DOCUMENT SEGMENT
•••••

In 1994 and 1995 the Original Lessee made capital calls
on its partners in the aggregate amount of $1,300,000 to defray
certain operating expenses and improvement costs at the Property.
Despite these new capital infusions, however, the Original Lessee
concluded that to return the Property to profitability would
require a very large additional capital investment, estimated by
the Original Lessee to be as high as $16,000,000. Therefore, on
December 29, 1995, in accordance with the terms of the Operating
Lease, the Original Lessee assigned the Operating Lease to 4987
Corporation (the "New Lessee"), thereby effectively terminating
the liability of the Original Lessee and its partners under the
Operating Lease. The shares in the New Lessee are owned by the
partners in the Original Lessee except that a substantial portion
of the shares originally owned by Peter L. Malkin is held for the
benefit of members of his family but he retains voting control.

The New Lessee had paid basic rent under the Operating
Lease through March 27, 1997, (NSP) the date of the sale of the
Property, as hereinafter described. Registrant applied these


rents to cover (1) its monthly mortgage payments to the Apple Bank
for Savings ("Apple Bank") on Registrants' fee mortgage on the
Property (the "Mortgage Loan"), (2) its monthly fee for
supervisory services and (3) its distributions to the Participants
in Registrant. The New Lessee did not pay the New York City real
estate taxes and Business Improvement District ("BID") assessments
in the amounts of $936,180.00 and $29,695.14, respectively, and
certain other minor assessments and charges aggregating less than
$1,500, all of which were due on January 1, 1996 or shortly
thereafter. The New Lessee also failed to pay the New York City
real estate taxes and BID assessments in the amounts of
$1,053,254.50 and $28,529.26, respectively, which were due on July
1, 1996 and $740,845.50 and $28,529.26, respectively, which were
due on January 1, 1997. As a result, although payment of the
January 1, 1996 and July 1, 1996 and January 1, 1997 real estate
taxes and BID assessments has been made as described below, the
New Lessee was in default of the Operating Lease as of January 1,
1996.

•••••

ENTRIES PROVIDED

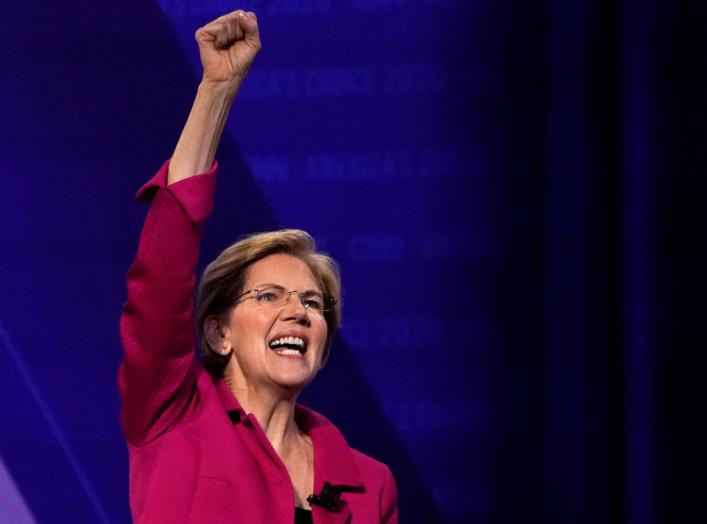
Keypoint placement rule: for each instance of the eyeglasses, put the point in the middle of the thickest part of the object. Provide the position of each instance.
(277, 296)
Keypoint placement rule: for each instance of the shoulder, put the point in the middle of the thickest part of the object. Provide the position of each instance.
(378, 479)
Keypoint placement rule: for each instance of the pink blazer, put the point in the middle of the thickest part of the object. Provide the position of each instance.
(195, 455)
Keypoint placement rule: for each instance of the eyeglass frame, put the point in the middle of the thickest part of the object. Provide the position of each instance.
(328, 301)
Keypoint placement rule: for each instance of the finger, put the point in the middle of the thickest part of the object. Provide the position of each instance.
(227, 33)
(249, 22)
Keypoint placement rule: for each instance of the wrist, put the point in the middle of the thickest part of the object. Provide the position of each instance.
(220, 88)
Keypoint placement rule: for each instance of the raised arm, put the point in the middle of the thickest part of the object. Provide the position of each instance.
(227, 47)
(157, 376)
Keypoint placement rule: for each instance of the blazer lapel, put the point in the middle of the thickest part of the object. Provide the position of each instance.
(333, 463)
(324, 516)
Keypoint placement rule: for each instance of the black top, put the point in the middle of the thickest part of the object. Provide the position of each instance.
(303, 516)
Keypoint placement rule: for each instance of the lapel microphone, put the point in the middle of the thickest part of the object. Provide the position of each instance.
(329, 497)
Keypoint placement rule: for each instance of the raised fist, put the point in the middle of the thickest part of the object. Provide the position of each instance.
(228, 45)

•••••

THINGS TO DO
A - In the lease passage, to whom did the Original Lessee assign the Operating Lease on December 29, 1995?
B - Reproduce the lease passage word for word from "Despite these new" to "retains voting control.".
The entries aren't needed for anything here.

ANSWERS TO THE EXERCISE
A - 4987 Corporation, called the "New Lessee."

B -
Despite these new capital infusions, however, the Original Lessee
concluded that to return the Property to profitability would
require a very large additional capital investment, estimated by
the Original Lessee to be as high as $16,000,000. Therefore, on
December 29, 1995, in accordance with the terms of the Operating
Lease, the Original Lessee assigned the Operating Lease to 4987
Corporation (the "New Lessee"), thereby effectively terminating
the liability of the Original Lessee and its partners under the
Operating Lease. The shares in the New Lessee are owned by the
partners in the Original Lessee except that a substantial portion
of the shares originally owned by Peter L. Malkin is held for the
benefit of members of his family but he retains voting control.